Lower Saxony Regional Labor Court on dismissal due excess E-Mail usage during working hours


[] Excessive use of e-mail privileges to send or receive personal messages during working hours may constitute grounds for dismissal (Lower Saxony Regional Labor Court, judgment of 31 May 2010, 12 Sa 875/09).


The plaintiff had been employed by the municipality against which he filed the action for more than 30 years. At the time of his dismissal, he was employed as assistant office manager and received gross remuneration in the amount of € 4,800.00 per month. The municipality dismissed the plaintiff for cause with immediate effect, citing among other reasons excessive use of his e-mail account for personal purposes. The defendant justified this dismissal by arguing that the plaintiff had been using his work e-mail account so much that his work performance had suffered considerably. The plaintiff had in fact been "chatting" online to a considerable extent during working hours in connection an online dating service. Although the plaintiff deleted the e-mails he had sent, those that he received remained on the computer. His employer accessed the e-mails and based his dismissal on, among other things, the obvious volume of personal usage of the employee's e-mail account.

========

_Exercise instructions_:
Reproduce the court ruling summary between "Lower Saxony Regional Labor Court on" and "12 Sa 875/09).", inclusive, renaming "working hours" as "business hours" wherever it appears.

[Source records]
========

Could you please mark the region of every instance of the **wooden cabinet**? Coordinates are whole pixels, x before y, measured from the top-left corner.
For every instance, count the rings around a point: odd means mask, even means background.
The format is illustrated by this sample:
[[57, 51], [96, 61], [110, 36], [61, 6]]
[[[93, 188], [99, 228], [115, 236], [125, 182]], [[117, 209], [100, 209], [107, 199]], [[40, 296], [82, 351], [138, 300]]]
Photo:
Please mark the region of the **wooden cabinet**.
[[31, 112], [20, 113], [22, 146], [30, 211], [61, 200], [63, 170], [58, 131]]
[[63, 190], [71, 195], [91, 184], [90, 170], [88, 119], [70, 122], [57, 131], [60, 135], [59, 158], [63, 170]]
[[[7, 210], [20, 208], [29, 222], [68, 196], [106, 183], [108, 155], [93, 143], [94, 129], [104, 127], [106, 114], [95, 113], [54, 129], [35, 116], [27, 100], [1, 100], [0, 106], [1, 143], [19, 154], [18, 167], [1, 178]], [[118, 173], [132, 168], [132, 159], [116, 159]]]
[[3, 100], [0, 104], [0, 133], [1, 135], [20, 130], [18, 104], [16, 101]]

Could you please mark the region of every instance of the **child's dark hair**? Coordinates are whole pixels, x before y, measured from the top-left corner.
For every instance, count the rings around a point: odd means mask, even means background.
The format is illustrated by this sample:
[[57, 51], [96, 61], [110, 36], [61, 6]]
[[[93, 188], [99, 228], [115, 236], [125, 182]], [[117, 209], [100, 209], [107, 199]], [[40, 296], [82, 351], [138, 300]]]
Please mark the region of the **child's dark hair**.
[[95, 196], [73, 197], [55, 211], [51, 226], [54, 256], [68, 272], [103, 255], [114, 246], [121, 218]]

========

_Expected output_:
Lower Saxony Regional Labor Court on dismissal due excess E-Mail usage during business hours


[] Excessive use of e-mail privileges to send or receive personal messages during business hours may constitute grounds for dismissal (Lower Saxony Regional Labor Court, judgment of 31 May 2010, 12 Sa 875/09).